** Exercise brief **
Return every line in the rows below that contains the word "ceiling".

* * * * * * *

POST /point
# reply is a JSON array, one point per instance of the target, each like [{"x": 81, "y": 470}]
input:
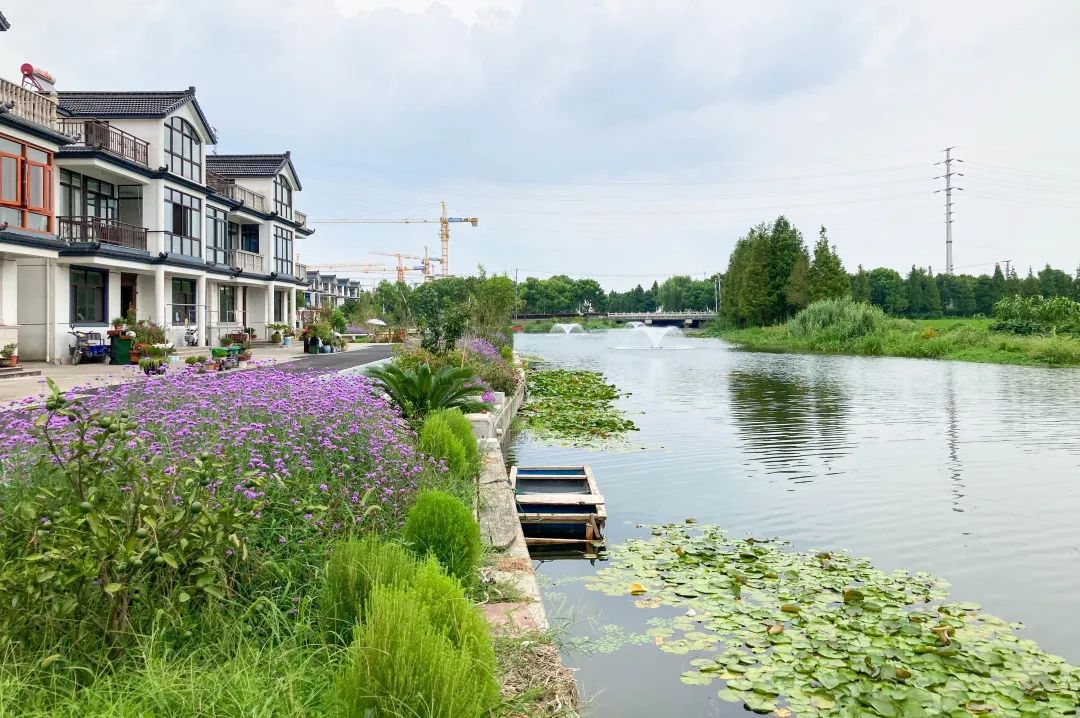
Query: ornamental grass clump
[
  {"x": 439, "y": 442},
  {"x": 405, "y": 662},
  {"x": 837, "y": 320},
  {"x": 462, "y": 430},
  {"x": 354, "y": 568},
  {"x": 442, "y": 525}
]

* * * * * * *

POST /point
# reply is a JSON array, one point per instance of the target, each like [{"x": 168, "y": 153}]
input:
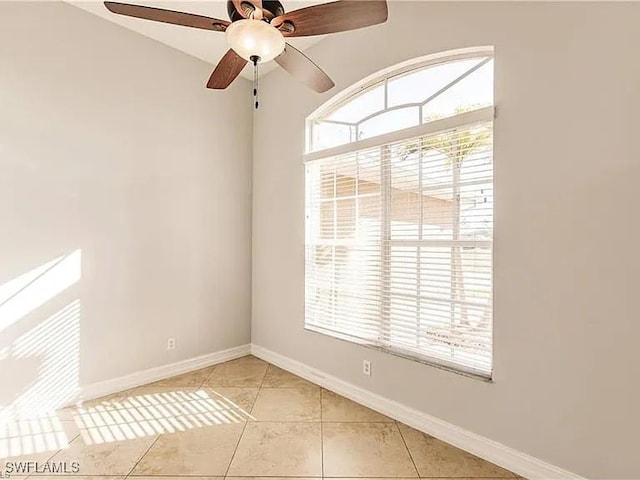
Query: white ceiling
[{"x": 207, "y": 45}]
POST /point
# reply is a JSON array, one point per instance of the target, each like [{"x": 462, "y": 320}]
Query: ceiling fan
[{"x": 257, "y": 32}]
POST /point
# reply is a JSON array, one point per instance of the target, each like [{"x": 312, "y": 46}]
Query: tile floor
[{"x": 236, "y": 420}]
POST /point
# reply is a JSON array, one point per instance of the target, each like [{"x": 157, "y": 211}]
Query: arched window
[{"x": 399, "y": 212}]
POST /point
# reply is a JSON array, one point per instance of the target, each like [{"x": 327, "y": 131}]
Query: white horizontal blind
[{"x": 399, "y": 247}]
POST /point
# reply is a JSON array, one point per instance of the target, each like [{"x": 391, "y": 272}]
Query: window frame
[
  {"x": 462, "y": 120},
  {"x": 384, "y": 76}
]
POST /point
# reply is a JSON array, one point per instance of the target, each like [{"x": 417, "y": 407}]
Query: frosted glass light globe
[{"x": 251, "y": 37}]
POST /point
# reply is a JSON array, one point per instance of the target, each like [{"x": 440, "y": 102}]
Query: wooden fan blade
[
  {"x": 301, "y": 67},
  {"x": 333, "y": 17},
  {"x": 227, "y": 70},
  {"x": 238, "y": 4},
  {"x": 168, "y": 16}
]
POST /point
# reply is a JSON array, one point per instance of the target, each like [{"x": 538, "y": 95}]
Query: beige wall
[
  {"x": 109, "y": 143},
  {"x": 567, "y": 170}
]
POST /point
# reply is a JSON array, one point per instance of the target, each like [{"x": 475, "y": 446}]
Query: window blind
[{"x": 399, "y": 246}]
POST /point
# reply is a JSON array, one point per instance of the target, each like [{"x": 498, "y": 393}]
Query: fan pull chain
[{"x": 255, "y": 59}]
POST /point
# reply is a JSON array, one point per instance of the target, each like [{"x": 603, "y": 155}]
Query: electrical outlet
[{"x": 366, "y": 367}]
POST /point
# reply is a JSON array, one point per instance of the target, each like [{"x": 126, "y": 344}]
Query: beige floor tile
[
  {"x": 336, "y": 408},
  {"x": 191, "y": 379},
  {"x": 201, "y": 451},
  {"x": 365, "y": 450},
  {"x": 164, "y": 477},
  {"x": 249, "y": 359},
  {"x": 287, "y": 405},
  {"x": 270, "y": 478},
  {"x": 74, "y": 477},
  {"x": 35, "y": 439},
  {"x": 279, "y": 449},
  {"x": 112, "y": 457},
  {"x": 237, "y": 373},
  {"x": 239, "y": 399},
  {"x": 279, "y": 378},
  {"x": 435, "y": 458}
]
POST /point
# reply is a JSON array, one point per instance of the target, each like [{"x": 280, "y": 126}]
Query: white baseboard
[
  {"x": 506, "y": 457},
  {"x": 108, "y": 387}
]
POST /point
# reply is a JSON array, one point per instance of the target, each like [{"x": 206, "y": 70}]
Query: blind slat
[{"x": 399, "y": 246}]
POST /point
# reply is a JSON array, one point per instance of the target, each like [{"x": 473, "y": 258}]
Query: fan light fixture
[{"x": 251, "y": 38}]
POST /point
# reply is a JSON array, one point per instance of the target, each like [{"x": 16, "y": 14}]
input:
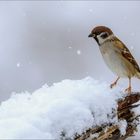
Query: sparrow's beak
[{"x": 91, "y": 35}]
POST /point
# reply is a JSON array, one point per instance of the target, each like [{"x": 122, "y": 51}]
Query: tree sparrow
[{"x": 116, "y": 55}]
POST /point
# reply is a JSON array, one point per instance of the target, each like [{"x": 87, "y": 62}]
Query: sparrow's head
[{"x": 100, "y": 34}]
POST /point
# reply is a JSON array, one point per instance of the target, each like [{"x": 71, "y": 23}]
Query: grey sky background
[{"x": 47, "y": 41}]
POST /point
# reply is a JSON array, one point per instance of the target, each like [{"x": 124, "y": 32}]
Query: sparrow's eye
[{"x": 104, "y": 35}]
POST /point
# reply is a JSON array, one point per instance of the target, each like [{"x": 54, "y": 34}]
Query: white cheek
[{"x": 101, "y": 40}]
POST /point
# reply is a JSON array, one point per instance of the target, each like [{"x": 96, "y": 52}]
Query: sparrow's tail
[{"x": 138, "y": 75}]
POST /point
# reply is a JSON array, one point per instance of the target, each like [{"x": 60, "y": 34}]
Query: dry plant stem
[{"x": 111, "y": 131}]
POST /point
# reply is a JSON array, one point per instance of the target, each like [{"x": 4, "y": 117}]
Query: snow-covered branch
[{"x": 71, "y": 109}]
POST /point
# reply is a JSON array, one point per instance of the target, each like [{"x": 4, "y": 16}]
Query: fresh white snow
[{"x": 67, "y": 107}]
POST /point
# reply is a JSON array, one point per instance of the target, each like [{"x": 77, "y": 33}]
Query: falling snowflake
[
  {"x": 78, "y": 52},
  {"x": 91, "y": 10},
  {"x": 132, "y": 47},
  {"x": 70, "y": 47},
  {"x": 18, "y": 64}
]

* * * * * * *

** Written solution **
Query: white ceiling
Query: ceiling fan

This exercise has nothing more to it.